-- START Working data --

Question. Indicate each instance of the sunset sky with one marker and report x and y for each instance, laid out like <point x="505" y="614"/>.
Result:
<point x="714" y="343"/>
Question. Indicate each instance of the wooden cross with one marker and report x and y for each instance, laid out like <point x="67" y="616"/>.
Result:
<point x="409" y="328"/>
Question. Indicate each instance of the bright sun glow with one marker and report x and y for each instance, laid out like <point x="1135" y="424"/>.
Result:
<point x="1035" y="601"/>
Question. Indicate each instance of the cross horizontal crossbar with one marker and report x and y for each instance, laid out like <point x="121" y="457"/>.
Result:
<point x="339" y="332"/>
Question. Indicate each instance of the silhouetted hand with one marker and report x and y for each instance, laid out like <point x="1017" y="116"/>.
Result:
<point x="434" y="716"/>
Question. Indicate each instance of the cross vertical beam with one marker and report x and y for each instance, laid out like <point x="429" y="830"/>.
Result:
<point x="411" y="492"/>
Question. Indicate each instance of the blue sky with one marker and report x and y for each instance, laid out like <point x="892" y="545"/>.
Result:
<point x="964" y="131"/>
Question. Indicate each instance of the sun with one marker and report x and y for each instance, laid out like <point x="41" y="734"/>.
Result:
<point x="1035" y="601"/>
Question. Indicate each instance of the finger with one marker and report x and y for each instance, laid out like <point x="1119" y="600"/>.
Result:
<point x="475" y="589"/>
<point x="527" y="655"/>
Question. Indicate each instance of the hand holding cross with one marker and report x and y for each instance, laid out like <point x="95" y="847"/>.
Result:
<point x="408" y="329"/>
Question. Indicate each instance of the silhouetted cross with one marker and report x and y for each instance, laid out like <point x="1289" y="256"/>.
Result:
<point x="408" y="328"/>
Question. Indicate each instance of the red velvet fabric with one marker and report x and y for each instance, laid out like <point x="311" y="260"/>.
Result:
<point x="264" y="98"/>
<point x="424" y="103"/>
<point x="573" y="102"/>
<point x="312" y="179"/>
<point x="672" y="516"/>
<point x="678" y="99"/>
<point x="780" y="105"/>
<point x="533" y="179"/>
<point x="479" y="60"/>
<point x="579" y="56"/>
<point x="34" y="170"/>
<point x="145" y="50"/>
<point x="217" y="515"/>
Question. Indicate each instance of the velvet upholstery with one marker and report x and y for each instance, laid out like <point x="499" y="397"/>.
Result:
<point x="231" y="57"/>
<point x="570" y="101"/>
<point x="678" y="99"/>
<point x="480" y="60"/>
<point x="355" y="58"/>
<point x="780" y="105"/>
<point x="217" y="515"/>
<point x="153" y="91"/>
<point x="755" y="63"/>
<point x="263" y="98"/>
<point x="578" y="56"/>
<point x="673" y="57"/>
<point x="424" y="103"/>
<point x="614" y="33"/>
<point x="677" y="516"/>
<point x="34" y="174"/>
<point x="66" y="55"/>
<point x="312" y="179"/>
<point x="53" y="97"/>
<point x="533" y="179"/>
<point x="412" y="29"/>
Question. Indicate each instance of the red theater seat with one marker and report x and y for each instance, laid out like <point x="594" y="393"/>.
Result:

-- END Working data --

Brief =>
Swap "marker" for "pin" everywhere it occurs in the listing, and write the whole listing out again with nothing else altered.

Exercise output =>
Question. Indicate each instance of the sunset sky with one pin and report x and y for each instance, laid out like <point x="505" y="614"/>.
Result:
<point x="714" y="343"/>
Question. Indicate each instance of the wooden cross with one pin and report x and y for each instance, laid out like <point x="67" y="616"/>.
Result:
<point x="409" y="328"/>
Question. Indicate each instance of the bright sun glow with one pin and report x and y for each instance, laid out like <point x="1135" y="424"/>.
Result:
<point x="1035" y="601"/>
Question. Indicate each instance of the cross horizontal crossbar with one pin and report x and y for each instance, laid out like <point x="121" y="457"/>.
Result:
<point x="339" y="332"/>
Question. Indicate each instance of the silhouetted hand with one pin and report x and y for each instance, laid out like <point x="1017" y="116"/>.
Result:
<point x="434" y="716"/>
Question. Indicate each instance of the cross vertical beam with one pin and report x and y for each instance, laid out like <point x="429" y="830"/>.
Result:
<point x="411" y="492"/>
Question. Indicate each instance of the blue sky with one pin and report x and y for each instance, laid out like <point x="892" y="545"/>.
Result:
<point x="964" y="131"/>
Question. Indicate each instance of the sun with one pin and report x and y for each instance, laid out like <point x="41" y="734"/>.
Result:
<point x="1035" y="601"/>
Question. Indicate each instance of the finger with one pin and report x and y for each instance, laid out like <point x="1119" y="600"/>.
Result:
<point x="475" y="589"/>
<point x="527" y="655"/>
Question. Indicate each instance of the hand holding cross with one pin and report x and y for each instance, laid out like <point x="95" y="847"/>.
Result:
<point x="408" y="329"/>
Question. Indicate each instance of the silhouetted cross with one pin and report x and y for each instance, laid out like <point x="1289" y="256"/>.
Result:
<point x="408" y="328"/>
Question. Indicate each instance of the red velvet fabric with one pin and report x and y for each instance, laid out like <point x="311" y="260"/>.
Result:
<point x="264" y="98"/>
<point x="424" y="103"/>
<point x="573" y="102"/>
<point x="312" y="179"/>
<point x="672" y="516"/>
<point x="678" y="99"/>
<point x="780" y="105"/>
<point x="533" y="179"/>
<point x="479" y="60"/>
<point x="579" y="56"/>
<point x="34" y="170"/>
<point x="145" y="50"/>
<point x="217" y="515"/>
Question. Indicate each instance of the velvet upholstery with one pin and report x and y for each instance, laid out like <point x="499" y="397"/>.
Result:
<point x="231" y="57"/>
<point x="570" y="101"/>
<point x="678" y="99"/>
<point x="480" y="60"/>
<point x="355" y="58"/>
<point x="780" y="105"/>
<point x="217" y="515"/>
<point x="153" y="91"/>
<point x="755" y="63"/>
<point x="263" y="98"/>
<point x="578" y="56"/>
<point x="673" y="57"/>
<point x="424" y="103"/>
<point x="614" y="33"/>
<point x="677" y="516"/>
<point x="34" y="174"/>
<point x="66" y="55"/>
<point x="312" y="179"/>
<point x="53" y="97"/>
<point x="533" y="179"/>
<point x="412" y="29"/>
Question. Indicate each instance of the red theater seat with one pin and report x and y for each instance, laid out like <point x="594" y="393"/>.
Result:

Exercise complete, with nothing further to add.